Task details - A verbatim copy of all entries is the expected output.

== Information provided ==

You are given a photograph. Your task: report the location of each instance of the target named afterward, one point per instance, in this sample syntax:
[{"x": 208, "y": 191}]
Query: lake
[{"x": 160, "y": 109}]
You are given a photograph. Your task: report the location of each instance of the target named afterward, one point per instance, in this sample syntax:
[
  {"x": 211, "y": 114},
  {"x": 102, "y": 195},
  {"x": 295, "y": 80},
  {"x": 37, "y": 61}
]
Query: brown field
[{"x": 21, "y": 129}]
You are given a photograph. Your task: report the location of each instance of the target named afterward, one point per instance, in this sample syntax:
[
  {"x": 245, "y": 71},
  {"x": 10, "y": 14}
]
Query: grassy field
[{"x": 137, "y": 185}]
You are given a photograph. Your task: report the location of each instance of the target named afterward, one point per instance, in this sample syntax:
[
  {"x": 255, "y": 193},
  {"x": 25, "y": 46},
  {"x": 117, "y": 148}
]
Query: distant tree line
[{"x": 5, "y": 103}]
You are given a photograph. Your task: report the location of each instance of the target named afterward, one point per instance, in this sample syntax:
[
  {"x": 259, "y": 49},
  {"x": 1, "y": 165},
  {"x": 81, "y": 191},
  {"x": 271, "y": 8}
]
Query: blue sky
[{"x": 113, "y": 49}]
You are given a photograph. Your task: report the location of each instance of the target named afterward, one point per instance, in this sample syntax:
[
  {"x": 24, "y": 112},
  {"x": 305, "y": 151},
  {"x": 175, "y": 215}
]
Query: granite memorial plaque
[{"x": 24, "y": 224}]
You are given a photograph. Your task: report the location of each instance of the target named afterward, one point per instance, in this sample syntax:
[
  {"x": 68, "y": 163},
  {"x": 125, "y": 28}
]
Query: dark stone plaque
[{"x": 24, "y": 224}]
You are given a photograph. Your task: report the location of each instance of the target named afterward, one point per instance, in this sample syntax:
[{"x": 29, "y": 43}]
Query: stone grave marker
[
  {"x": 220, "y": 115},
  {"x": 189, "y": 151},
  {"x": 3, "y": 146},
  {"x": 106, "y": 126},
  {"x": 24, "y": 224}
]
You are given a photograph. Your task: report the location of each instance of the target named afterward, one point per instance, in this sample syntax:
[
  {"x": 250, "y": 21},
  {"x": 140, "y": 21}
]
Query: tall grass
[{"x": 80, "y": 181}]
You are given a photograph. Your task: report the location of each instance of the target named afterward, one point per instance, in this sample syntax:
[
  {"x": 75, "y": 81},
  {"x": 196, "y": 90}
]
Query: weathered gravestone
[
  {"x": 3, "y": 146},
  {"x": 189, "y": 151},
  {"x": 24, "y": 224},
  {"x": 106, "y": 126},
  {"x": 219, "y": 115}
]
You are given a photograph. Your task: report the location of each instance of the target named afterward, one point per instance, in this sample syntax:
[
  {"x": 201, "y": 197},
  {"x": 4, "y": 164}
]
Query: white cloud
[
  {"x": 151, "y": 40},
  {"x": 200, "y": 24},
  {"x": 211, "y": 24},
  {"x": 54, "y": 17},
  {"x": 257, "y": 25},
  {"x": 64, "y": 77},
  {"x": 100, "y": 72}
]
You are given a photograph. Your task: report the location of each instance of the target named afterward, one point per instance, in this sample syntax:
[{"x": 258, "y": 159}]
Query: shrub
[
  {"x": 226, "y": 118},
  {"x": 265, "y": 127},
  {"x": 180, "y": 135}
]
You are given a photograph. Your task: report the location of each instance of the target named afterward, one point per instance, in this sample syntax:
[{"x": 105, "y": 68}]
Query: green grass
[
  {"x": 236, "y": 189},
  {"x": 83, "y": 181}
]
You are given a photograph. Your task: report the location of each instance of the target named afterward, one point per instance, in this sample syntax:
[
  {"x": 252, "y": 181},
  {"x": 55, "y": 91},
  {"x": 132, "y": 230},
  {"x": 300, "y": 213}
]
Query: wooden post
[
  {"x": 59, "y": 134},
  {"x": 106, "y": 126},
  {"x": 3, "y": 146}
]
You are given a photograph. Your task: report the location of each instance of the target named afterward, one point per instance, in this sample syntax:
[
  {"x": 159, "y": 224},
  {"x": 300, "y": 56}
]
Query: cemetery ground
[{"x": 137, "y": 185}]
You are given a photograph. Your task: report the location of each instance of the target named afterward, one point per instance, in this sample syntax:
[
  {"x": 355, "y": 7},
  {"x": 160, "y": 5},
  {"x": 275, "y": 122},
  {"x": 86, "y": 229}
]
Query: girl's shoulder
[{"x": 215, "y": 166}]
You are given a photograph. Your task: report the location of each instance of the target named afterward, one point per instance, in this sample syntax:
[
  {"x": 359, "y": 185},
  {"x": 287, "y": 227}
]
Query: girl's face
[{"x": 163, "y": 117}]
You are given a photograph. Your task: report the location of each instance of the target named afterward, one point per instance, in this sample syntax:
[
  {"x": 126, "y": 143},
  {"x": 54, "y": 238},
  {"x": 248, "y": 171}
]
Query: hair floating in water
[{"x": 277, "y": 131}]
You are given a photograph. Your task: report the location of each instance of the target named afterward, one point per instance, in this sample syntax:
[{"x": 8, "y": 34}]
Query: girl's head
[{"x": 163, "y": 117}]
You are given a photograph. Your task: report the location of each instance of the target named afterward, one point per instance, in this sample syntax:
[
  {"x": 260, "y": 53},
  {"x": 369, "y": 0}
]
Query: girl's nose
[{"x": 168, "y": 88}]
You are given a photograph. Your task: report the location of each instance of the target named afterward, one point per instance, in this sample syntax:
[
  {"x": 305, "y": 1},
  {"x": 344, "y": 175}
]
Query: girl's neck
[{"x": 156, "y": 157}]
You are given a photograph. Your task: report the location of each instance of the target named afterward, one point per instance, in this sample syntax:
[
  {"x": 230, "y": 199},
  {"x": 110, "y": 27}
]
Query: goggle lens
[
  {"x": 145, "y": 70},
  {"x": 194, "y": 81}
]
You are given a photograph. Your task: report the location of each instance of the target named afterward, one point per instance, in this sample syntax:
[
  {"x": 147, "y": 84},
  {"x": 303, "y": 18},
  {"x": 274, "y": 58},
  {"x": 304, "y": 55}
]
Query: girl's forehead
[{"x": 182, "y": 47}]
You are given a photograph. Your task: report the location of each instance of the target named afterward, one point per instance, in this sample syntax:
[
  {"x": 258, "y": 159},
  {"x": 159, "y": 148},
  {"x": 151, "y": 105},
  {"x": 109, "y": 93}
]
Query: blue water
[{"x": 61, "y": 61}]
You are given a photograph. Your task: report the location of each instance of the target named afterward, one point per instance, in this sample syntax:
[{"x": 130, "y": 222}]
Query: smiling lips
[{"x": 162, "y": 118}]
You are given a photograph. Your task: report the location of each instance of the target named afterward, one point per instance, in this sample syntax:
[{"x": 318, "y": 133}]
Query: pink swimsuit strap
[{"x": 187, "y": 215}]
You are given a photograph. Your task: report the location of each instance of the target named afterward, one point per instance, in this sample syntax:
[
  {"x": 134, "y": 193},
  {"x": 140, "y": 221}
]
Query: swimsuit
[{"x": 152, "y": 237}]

===

Reply to the task -
You are given a photograph. Your task: report the location of each instance of the target named afterward, one point per instance, in this sample syntax:
[{"x": 208, "y": 191}]
Query: lake
[{"x": 160, "y": 109}]
You are given a photograph. Your task: report the location of each instance of the target named afterward, one point per instance, in this sample syntax:
[
  {"x": 211, "y": 114},
  {"x": 102, "y": 195},
  {"x": 295, "y": 80},
  {"x": 37, "y": 61}
]
Query: brown field
[{"x": 21, "y": 129}]
You are given a photograph. Your task: report the location of each instance of the target named afterward, one point per instance, in this sample syntax:
[
  {"x": 245, "y": 71},
  {"x": 10, "y": 14}
]
Query: grassy field
[{"x": 137, "y": 185}]
You are given a photograph. Your task: report the location of each instance of the target named afterward, one point per instance, in this sample syntax:
[
  {"x": 255, "y": 193},
  {"x": 25, "y": 46},
  {"x": 117, "y": 148}
]
Query: distant tree line
[{"x": 5, "y": 103}]
You are given a photograph. Your task: report the location of each instance of the target named afterward, one point per instance, in this sample syntax:
[
  {"x": 259, "y": 49},
  {"x": 1, "y": 165},
  {"x": 81, "y": 191},
  {"x": 271, "y": 8}
]
Query: blue sky
[{"x": 113, "y": 49}]
You are given a photograph. Your task: report the location of each instance of the target named afterward, one point per instance, in this sample syntax:
[
  {"x": 24, "y": 112},
  {"x": 305, "y": 151},
  {"x": 175, "y": 215}
]
Query: granite memorial plaque
[{"x": 24, "y": 224}]
You are given a photograph. Your task: report the location of each instance of the target named afterward, one point per instance, in this sample syntax:
[
  {"x": 68, "y": 163},
  {"x": 125, "y": 28}
]
Query: dark stone plaque
[{"x": 24, "y": 224}]
You are given a photograph. Your task: report the location of each instance of the target named afterward, one point per instance, in this sample syntax:
[{"x": 29, "y": 43}]
Query: stone grave marker
[
  {"x": 220, "y": 115},
  {"x": 189, "y": 151},
  {"x": 3, "y": 146},
  {"x": 106, "y": 126},
  {"x": 24, "y": 224}
]
You are given a photograph. Your task: report the location of each instance of the target named afterward, one point per instance, in this sample syntax:
[
  {"x": 250, "y": 21},
  {"x": 140, "y": 21}
]
Query: tall grass
[{"x": 80, "y": 181}]
You are given a photograph. Your task: report the location of each instance of the target named afterward, one point per instance, in this sample syntax:
[
  {"x": 75, "y": 81},
  {"x": 196, "y": 90}
]
Query: weathered gravestone
[
  {"x": 3, "y": 146},
  {"x": 189, "y": 151},
  {"x": 24, "y": 224},
  {"x": 106, "y": 126},
  {"x": 219, "y": 115}
]
You are given a photograph. Your task: report the location of each instance of the target named afterward, one point per instance, in this sample syntax:
[
  {"x": 201, "y": 197},
  {"x": 4, "y": 164}
]
Query: white cloud
[
  {"x": 151, "y": 40},
  {"x": 200, "y": 24},
  {"x": 211, "y": 24},
  {"x": 54, "y": 17},
  {"x": 257, "y": 25},
  {"x": 64, "y": 77},
  {"x": 100, "y": 72}
]
You are given a photograph. Your task: report the location of each instance of the target named afterward, one point per instance, in this sample syntax:
[{"x": 258, "y": 159}]
Query: shrub
[
  {"x": 226, "y": 118},
  {"x": 265, "y": 127},
  {"x": 180, "y": 135}
]
You are given a photograph. Your task: report the location of each instance of the target named afterward, one point per instance, in this sample syntax:
[{"x": 105, "y": 68}]
Query: green grass
[
  {"x": 236, "y": 189},
  {"x": 83, "y": 181}
]
You are given a photograph. Your task: report the location of each instance of the target named afterward, one point per instance, in this sample syntax:
[
  {"x": 252, "y": 181},
  {"x": 55, "y": 91},
  {"x": 132, "y": 230},
  {"x": 300, "y": 213}
]
Query: wooden post
[
  {"x": 59, "y": 134},
  {"x": 106, "y": 126},
  {"x": 3, "y": 146}
]
You are given a photograph. Your task: report the location of each instance of the target named afterward, one point per instance, in this sample syntax:
[
  {"x": 159, "y": 224},
  {"x": 300, "y": 56}
]
Query: cemetery ground
[{"x": 137, "y": 185}]
You are given a photograph. Your task: report the location of each instance of the target named afterward, one point per instance, in this sample syntax:
[
  {"x": 355, "y": 7},
  {"x": 160, "y": 5},
  {"x": 275, "y": 122},
  {"x": 86, "y": 229}
]
Query: girl's shoulder
[{"x": 215, "y": 166}]
You are given a photograph. Your task: report the location of each instance of the target named afterward, one point per instance, in this sample syntax:
[
  {"x": 359, "y": 185},
  {"x": 287, "y": 227}
]
Query: girl's face
[{"x": 163, "y": 117}]
You are given a photograph. Your task: report the location of each instance of the target named afterward, one point per instance, in this sample syntax:
[
  {"x": 126, "y": 143},
  {"x": 54, "y": 238},
  {"x": 248, "y": 171}
]
Query: hair floating in water
[{"x": 277, "y": 131}]
You are given a photograph. Your task: report the location of each instance of the target named afterward, one point per instance, in this sample syntax:
[{"x": 8, "y": 34}]
Query: girl's head
[{"x": 163, "y": 117}]
You are given a photograph. Your task: report the location of each instance of the target named afterward, one point per instance, in this sample syntax:
[
  {"x": 260, "y": 53},
  {"x": 369, "y": 0}
]
Query: girl's nose
[{"x": 168, "y": 88}]
You are given a photograph. Your task: report the location of each instance of the target named afterward, one point per instance, in this sample syntax:
[
  {"x": 305, "y": 1},
  {"x": 344, "y": 175}
]
Query: girl's neck
[{"x": 156, "y": 157}]
You are given a photograph. Your task: report the location of each instance of the target named afterward, one point per instance, in this sample syntax:
[
  {"x": 230, "y": 199},
  {"x": 110, "y": 27}
]
Query: goggle lens
[
  {"x": 145, "y": 70},
  {"x": 194, "y": 81}
]
You are given a photograph. Your task: report the location of each instance of the target named afterward, one point per instance, in this sample syntax:
[
  {"x": 147, "y": 84},
  {"x": 303, "y": 18},
  {"x": 274, "y": 58},
  {"x": 304, "y": 55}
]
Query: girl's forehead
[{"x": 182, "y": 47}]
You are given a photograph. Your task: report the location of each instance of the target named afterward, one point per instance, in this sample syntax:
[
  {"x": 258, "y": 159},
  {"x": 159, "y": 148},
  {"x": 151, "y": 105},
  {"x": 109, "y": 93}
]
Query: blue water
[{"x": 61, "y": 61}]
You are given a photograph. Your task: report the location of each instance of the target named afterward, one point per instance, in this sample syntax:
[{"x": 130, "y": 222}]
Query: smiling lips
[{"x": 162, "y": 118}]
You are given a photograph. Your task: report the location of each instance of the target named afterward, one point per instance, in this sample syntax:
[{"x": 318, "y": 133}]
Query: pink swimsuit strap
[{"x": 187, "y": 215}]
You are given a photograph. Your task: report the location of each instance of the target named afterward, one point per instance, in this sample syntax:
[
  {"x": 134, "y": 193},
  {"x": 140, "y": 221}
]
Query: swimsuit
[{"x": 152, "y": 237}]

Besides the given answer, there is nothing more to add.